[START OF Document]
- Description: Given to an individual or group in recognition of a significant contribution to creative architecture.
- Country: Finland
- Presented by: Alvar Aalto Foundation, SAFA, City of Helsinki, Museum of Finnish Architecture, Architecture Information Finland, and The Finnish Society of Architecture
- First award: 1967
- Final award: 2024
- Current recipient: Marie-José Van Hee
- Website: www.alvaraalto.fi

= Alvar Aalto Medal =

The Alvar Aalto Medal was established in 1967 by the Museum of Finnish Architecture, the Finnish Association of Architects (SAFA), and the Finnish Architectural Society. The Medal has been awarded intermittently since 1967, when the medal was created in honour of Alvar Aalto. The award is given in recognition of a significant contribution to creative architecture. The award was given earlier at the Alvar Aalto Symposium, held every three years in Jyväskylä, Aalto's hometown. Recently the ceremony has been organized on Aalto's birthday, February 3rd, today the Finnish national Day of Architecture.
[END OF Document]
[START OF Supplied entries]
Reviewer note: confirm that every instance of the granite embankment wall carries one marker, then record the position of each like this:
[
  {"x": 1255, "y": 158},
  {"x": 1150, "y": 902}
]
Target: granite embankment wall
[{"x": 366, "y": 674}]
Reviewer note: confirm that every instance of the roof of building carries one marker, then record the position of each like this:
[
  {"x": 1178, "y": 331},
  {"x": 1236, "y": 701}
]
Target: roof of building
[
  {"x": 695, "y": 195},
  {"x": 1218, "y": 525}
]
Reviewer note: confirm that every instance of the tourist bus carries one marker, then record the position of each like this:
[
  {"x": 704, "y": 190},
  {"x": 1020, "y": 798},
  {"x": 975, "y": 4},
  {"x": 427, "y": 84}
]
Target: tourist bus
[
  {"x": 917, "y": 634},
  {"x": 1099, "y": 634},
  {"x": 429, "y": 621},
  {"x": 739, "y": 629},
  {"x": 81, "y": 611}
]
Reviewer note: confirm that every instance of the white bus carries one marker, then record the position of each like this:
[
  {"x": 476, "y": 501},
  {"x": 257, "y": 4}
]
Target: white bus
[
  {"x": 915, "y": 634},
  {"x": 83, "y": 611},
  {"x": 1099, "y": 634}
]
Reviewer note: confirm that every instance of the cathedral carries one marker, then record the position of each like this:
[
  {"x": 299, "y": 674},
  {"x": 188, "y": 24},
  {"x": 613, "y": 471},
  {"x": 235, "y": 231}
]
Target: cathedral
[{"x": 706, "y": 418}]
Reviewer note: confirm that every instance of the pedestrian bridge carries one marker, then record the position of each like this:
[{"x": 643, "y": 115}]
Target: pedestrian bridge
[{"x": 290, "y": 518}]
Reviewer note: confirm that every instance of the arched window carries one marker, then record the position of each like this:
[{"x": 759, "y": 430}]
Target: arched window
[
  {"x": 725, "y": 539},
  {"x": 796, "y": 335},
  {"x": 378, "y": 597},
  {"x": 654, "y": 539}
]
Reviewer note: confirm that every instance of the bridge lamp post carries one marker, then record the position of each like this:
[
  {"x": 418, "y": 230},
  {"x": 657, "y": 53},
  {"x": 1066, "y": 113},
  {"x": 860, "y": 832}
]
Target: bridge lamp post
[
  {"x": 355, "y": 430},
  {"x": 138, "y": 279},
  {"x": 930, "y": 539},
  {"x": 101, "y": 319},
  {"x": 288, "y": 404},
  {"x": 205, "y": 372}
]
[END OF Supplied entries]
= What you need to do =
Print the stretch of the Alvar Aalto Medal text from "The Alvar Aalto Medal" through "Day of Architecture.", word for word. The listing has no connection to the text about the Alvar Aalto Medal.

= Written solution =
The Alvar Aalto Medal was established in 1967 by the Museum of Finnish Architecture, the Finnish Association of Architects (SAFA), and the Finnish Architectural Society. The Medal has been awarded intermittently since 1967, when the medal was created in honour of Alvar Aalto. The award is given in recognition of a significant contribution to creative architecture. The award was given earlier at the Alvar Aalto Symposium, held every three years in Jyväskylä, Aalto's hometown. Recently the ceremony has been organized on Aalto's birthday, February 3rd, today the Finnish national Day of Architecture.